*** Supplied data Section Begins ***

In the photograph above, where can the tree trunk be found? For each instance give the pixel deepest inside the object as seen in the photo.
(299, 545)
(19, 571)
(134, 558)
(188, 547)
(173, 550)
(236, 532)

*** Supplied data Section Ends ***

**Work to complete:** Could you retype every record above exactly as written?

**Task output:**
In the photograph above, where can the tree trunk be found? For each instance give the pixel deepest inside the object as seen in the photo.
(299, 545)
(19, 571)
(134, 558)
(188, 547)
(173, 550)
(236, 532)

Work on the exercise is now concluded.